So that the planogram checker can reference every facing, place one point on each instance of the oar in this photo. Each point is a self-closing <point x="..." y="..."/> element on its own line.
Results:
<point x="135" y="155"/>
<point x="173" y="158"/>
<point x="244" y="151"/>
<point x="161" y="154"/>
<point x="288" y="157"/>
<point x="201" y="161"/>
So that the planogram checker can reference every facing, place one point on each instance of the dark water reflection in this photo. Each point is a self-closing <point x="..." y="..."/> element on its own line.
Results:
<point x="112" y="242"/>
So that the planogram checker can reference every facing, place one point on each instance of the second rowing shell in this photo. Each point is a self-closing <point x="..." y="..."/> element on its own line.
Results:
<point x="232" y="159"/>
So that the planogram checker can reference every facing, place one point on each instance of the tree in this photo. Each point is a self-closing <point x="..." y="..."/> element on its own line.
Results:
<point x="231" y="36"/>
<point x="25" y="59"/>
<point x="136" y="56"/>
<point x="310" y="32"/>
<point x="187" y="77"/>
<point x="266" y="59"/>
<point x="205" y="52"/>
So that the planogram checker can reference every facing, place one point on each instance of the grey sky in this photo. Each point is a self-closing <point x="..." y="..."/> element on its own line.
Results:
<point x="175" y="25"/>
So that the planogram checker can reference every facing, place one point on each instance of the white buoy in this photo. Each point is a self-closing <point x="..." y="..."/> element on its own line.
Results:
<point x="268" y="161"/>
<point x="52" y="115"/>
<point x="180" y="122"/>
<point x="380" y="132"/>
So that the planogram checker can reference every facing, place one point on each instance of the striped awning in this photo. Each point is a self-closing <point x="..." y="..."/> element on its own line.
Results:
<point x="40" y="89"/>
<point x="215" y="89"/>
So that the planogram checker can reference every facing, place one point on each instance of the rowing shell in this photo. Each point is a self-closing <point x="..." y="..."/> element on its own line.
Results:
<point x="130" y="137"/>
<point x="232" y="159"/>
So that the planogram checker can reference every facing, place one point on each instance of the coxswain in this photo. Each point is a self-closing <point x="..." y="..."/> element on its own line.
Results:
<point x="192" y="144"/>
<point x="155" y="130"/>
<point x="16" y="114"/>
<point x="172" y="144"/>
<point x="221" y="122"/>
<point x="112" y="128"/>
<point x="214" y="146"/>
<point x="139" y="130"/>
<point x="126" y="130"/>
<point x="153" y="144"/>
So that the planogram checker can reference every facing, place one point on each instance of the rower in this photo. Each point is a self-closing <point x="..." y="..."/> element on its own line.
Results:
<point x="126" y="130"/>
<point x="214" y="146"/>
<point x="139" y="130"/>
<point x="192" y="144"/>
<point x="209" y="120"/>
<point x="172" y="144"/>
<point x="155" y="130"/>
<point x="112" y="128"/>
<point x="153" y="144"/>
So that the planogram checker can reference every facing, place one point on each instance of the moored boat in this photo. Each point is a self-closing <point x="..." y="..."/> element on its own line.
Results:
|---|
> _Exercise prompt_
Copy all of the items above, line for line, without changing a single character.

> _Solution for this problem_
So that the planogram checker can reference every facing, place one point on each instance of the oar in this photo. Each point is a self-closing <point x="..." y="..."/> element on its own line.
Results:
<point x="135" y="155"/>
<point x="173" y="158"/>
<point x="244" y="151"/>
<point x="161" y="154"/>
<point x="288" y="157"/>
<point x="201" y="161"/>
So that the planogram checker can reference every facing, place one point on each instance of the dark water reflection in this photo. Each point is a self-closing <point x="..." y="..."/> element on its own line.
Results:
<point x="112" y="242"/>
So that the planogram checker can reference every facing, place one point on each instance of the second rowing shell in this photo. Each point is a self-closing <point x="..." y="..."/> element on its own line.
Results:
<point x="232" y="159"/>
So that the planogram checker can reference every facing, place one point on each instance of the tree in this photo. Each point is a self-closing <point x="..." y="..."/> element on its own line.
Results:
<point x="231" y="36"/>
<point x="25" y="59"/>
<point x="136" y="56"/>
<point x="310" y="32"/>
<point x="187" y="77"/>
<point x="266" y="59"/>
<point x="205" y="52"/>
So that the planogram checker can reference every facing, place one point on each instance of the grey sky in this photo. Each point is a self-closing <point x="..." y="..."/> element on its own line.
Results:
<point x="175" y="25"/>
So that the planogram checker can reference every facing, place one point on each instance of the white buoy in this photo. Each point is a self-closing <point x="..." y="..."/> element on its own line.
Results:
<point x="268" y="161"/>
<point x="52" y="115"/>
<point x="180" y="122"/>
<point x="380" y="132"/>
So that the planogram checker can reference every facing, place one point on each instance of the striped awning in this photo. Each point is a self-closing <point x="..." y="..."/> element on its own line.
Results:
<point x="40" y="89"/>
<point x="215" y="89"/>
So that the planogram checker can reference every facing, place one point on each instance of the rowing shell in this photo. Each point is a self-closing <point x="..." y="..."/> element on its own line.
Results:
<point x="130" y="137"/>
<point x="232" y="159"/>
So that the planogram checker can reference every facing, place one point on each instance of the coxswain in this photo. Each point is a self-closing <point x="..." y="..."/> element on its own line.
Results:
<point x="192" y="144"/>
<point x="155" y="130"/>
<point x="16" y="114"/>
<point x="172" y="144"/>
<point x="221" y="122"/>
<point x="112" y="128"/>
<point x="214" y="146"/>
<point x="139" y="130"/>
<point x="126" y="130"/>
<point x="153" y="144"/>
So that the planogram checker can reference every facing, place one point on each instance of the rower in this photo. Each point is a self-closing <point x="..." y="..."/> element on its own line.
Results:
<point x="126" y="130"/>
<point x="214" y="146"/>
<point x="139" y="130"/>
<point x="192" y="144"/>
<point x="209" y="120"/>
<point x="172" y="144"/>
<point x="155" y="130"/>
<point x="112" y="128"/>
<point x="153" y="144"/>
So that the planogram checker can reference every facing, place one point on each instance of the moored boat in this photo. Each point is a self-closing <point x="..." y="..."/> element on its own line.
Results:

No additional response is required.